What this task involves:
A faithful, complete copy of the records is required.
(Provided records begins)
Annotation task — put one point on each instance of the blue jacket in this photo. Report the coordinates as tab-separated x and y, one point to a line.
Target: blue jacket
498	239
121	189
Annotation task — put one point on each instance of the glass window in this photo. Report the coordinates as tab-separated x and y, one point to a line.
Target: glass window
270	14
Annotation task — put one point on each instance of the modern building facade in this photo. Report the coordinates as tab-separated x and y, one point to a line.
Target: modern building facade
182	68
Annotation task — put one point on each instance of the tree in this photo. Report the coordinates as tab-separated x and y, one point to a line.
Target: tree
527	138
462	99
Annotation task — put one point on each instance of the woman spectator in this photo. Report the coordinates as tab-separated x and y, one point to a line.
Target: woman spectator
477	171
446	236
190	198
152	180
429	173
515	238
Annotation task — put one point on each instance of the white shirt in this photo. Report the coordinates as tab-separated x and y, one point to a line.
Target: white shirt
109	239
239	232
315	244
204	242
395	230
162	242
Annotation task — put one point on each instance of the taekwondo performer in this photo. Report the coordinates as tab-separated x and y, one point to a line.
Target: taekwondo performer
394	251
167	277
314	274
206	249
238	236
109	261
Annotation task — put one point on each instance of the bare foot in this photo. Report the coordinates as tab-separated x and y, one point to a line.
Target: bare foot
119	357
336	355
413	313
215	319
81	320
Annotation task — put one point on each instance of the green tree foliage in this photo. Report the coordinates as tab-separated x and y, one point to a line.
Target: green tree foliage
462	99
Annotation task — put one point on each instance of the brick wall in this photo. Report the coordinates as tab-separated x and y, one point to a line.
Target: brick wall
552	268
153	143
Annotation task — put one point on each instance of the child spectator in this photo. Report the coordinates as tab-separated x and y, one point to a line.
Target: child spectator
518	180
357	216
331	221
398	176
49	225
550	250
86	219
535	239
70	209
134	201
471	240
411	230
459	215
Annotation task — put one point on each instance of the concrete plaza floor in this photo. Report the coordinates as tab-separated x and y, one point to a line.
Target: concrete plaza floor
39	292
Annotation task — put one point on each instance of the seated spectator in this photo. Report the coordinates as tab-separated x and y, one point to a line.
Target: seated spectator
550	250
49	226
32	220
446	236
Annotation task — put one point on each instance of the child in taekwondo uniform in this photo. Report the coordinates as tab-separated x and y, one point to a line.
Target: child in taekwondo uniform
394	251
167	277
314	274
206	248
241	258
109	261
(Provided records ends)
Response to this exercise:
Annotation task — put one point on each instance of the blue jacket in this photo. Report the coordinates as tab-separated x and y, one point to a line.
Target: blue jacket
498	239
121	189
Annotation task — put one point on each instance of the glass window in this photo. Report the coordinates as tab-separated x and y, one point to a line.
Target: glass window
270	14
Annotation task — put one point on each instance of the modern building facade in this photo. Report the coordinates as tab-separated x and y, one point to a line.
Target: modern building facade
182	68
Annotation task — put one point on each instance of the tree in this photo. Report the coordinates as tab-separated x and y, one point to a line.
Target: tree
527	138
462	99
Annotation task — put one point on each instance of the woman spectator in this photo. Report the coordinates as tab-separated x and y, one point to a line.
Target: woman spectator
477	171
446	236
190	198
152	180
429	173
515	238
Annotation task — put one point on each instance of the white shirt in this photo. Report the coordinates as tab-separated x and y, one point to a line.
Target: white shirt
109	239
239	232
315	244
204	242
395	230
162	242
Annotation task — put one point on each instance of the taekwondo performer in this photo. Report the coordinates as tab-separated x and y, one point to a line.
Target: taekwondo performer
394	251
167	277
314	274
206	249
238	236
109	261
Annotation task — put one point on each instance of the bare foot in this photo. Report the coordinates as tab-separated x and y, one point to a line.
Target: bare foot
119	357
336	355
413	313
215	319
81	320
Annotation task — put one point on each instance of the green tree foliage in this photo. Report the coordinates as tab-separated x and y, one point to a line.
Target: green tree foliage
462	99
Annotation task — put one point on each instance of the brick wall in this photo. Report the coordinates as tab-separated x and y, one point to a line.
Target: brick wall
552	268
153	143
Annotation task — put one point on each instance of the child spectator in this photo. Report the coordinates as tab-separated x and y, one point to a line.
Target: child spectator
518	180
357	216
331	221
398	176
49	225
550	250
86	219
535	239
70	209
134	201
471	240
411	230
459	215
Annotation task — put one point on each instance of the concrete plaza floor in this photo. Report the coordinates as tab-separated x and y, one point to a line.
Target: concrete plaza floor
39	292
Annotation task — put one point on each instance of the seated spectator in this photo. Report the coordinates as tab-separated x and y, one point to a line.
Target: seated spectator
550	250
49	226
32	220
446	236
Annotation task — put one point on each instance of the child in taekwondo uniform in this photo. Report the coordinates as tab-separated x and y, one point to a line.
Target: child in taekwondo uniform
394	251
167	277
314	274
206	248
241	258
109	261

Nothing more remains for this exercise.